* [Prompt] Transcribe every line exactly. Leave the pictures behind.

(Entries taken from a collection)

* begin *

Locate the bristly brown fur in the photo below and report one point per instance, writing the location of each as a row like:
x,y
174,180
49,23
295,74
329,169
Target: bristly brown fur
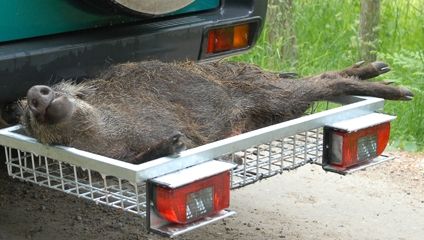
x,y
131,107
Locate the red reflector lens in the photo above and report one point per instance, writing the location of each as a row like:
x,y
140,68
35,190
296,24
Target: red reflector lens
x,y
228,38
193,201
349,149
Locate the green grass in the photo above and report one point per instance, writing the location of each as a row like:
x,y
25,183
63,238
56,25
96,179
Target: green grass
x,y
327,39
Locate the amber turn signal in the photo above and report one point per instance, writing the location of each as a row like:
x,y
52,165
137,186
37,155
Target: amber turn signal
x,y
228,38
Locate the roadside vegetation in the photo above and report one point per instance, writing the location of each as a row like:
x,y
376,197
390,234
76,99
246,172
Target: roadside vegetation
x,y
325,36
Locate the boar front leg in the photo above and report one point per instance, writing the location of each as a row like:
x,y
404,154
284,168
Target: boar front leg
x,y
363,72
167,147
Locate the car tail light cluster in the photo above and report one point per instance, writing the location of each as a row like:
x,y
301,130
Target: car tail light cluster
x,y
193,201
356,141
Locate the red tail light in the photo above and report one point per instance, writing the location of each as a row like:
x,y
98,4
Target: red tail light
x,y
228,38
193,201
347,149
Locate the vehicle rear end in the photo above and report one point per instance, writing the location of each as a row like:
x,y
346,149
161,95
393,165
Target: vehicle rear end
x,y
45,41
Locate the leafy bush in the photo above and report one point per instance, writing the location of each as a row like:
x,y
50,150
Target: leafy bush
x,y
327,39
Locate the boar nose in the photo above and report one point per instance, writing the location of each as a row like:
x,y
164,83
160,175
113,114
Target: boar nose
x,y
39,98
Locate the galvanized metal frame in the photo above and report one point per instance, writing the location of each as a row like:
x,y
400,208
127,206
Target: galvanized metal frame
x,y
259,154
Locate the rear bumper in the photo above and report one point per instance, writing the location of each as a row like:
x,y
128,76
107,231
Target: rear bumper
x,y
82,54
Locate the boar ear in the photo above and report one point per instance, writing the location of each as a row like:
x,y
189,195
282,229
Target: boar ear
x,y
84,93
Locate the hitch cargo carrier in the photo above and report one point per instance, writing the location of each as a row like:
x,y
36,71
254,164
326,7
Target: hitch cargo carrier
x,y
248,157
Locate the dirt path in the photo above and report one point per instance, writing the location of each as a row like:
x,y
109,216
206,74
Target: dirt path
x,y
386,202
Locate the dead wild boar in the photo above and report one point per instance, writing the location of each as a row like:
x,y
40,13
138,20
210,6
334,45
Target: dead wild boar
x,y
140,111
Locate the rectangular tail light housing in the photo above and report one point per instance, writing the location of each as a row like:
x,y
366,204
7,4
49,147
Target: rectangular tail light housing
x,y
193,201
189,197
355,142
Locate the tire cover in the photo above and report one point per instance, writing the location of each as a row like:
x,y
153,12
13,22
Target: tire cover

* end *

* [Solution for this problem]
Locate the bristly brown fur in the photo below and report one point per instance, writing the location of each as a row like:
x,y
174,180
49,23
295,74
329,169
Target: bristly brown fur
x,y
131,107
Locate the red reflector lens in the photo above and report one point per instance, writing the location of each as a row like:
x,y
140,68
35,190
296,24
Target: red reflector lens
x,y
228,38
193,201
349,149
Locate the green grass in the photo above and report one point per instance, writing the location of each as a row like:
x,y
25,183
63,238
56,25
96,179
Target: green grass
x,y
327,39
Locate the amber turn signal in the photo above and report one point per instance, writing the location of each as a row like:
x,y
52,165
137,186
37,155
Target: amber turn signal
x,y
228,38
Locate the roadside vegetation in the photo above and report one point per instance, writing the location of each as a row like:
x,y
376,197
390,234
76,99
246,172
Target: roadside vegetation
x,y
325,36
Locate the boar front leg in the photo above and report one point per instance, writing the location of each as a row like:
x,y
404,154
284,168
Target: boar front leg
x,y
363,72
167,147
Locate the car tail light cluster in the photo above and report one point per instance, writing the location of each as a row like:
x,y
301,130
Target: car tail light cluster
x,y
193,201
356,141
Locate the red tail light in the photo above and report one point per instance, writing the location of each as a row like:
x,y
98,4
Target: red tail light
x,y
228,38
193,201
347,149
Locate the vehicle rear end in the photo above and report one point per instance, writing the location of each as a row like:
x,y
346,149
161,95
393,165
Target: vehicle rear end
x,y
45,41
Locate the leafy bush in the photo above and report one point per instance, writing the location of each as a row like:
x,y
50,150
Target: leafy bush
x,y
327,39
Locate the boar nose in the photo above and report one point per instance, writing the location of each as a row like:
x,y
164,83
160,175
113,114
Target: boar nose
x,y
39,98
Locate the galvanized metal frame in the photo above and report one point per instance, writing the location of each as a row like:
x,y
400,208
127,206
Target: galvanized metal frame
x,y
259,154
Locate the rear bumper in the photo above and report one point per instance, writing the location of each as a row like:
x,y
128,76
107,231
Target: rear bumper
x,y
82,54
Locate the boar ear in the photo above and report one point per instance, writing the location of each as a row like:
x,y
189,195
282,229
Target: boar ear
x,y
84,93
Locate the hitch cargo carrier in the photo above and report one point per instance, writing the location of each as a row like:
x,y
36,71
254,164
326,7
Target: hitch cargo carrier
x,y
248,157
Locate the dirt path in the photo above and report one point per instance, writing the location of each as a row like:
x,y
109,216
206,74
Target: dirt path
x,y
386,202
Locate the dead wild boar in the photo above and report one point per instance, writing the location of each as a row like:
x,y
40,13
138,20
210,6
334,45
Target: dead wild boar
x,y
140,111
Locate the rectangular tail light housing in the photo above and report one point per instance, writing the location of each as a row like:
x,y
366,204
7,4
49,147
Target: rectangular tail light housing
x,y
193,201
189,197
355,142
Locate the tire cover in the photo above and report one point per instance, writing the location of each as a row like:
x,y
153,12
13,22
Target: tire cover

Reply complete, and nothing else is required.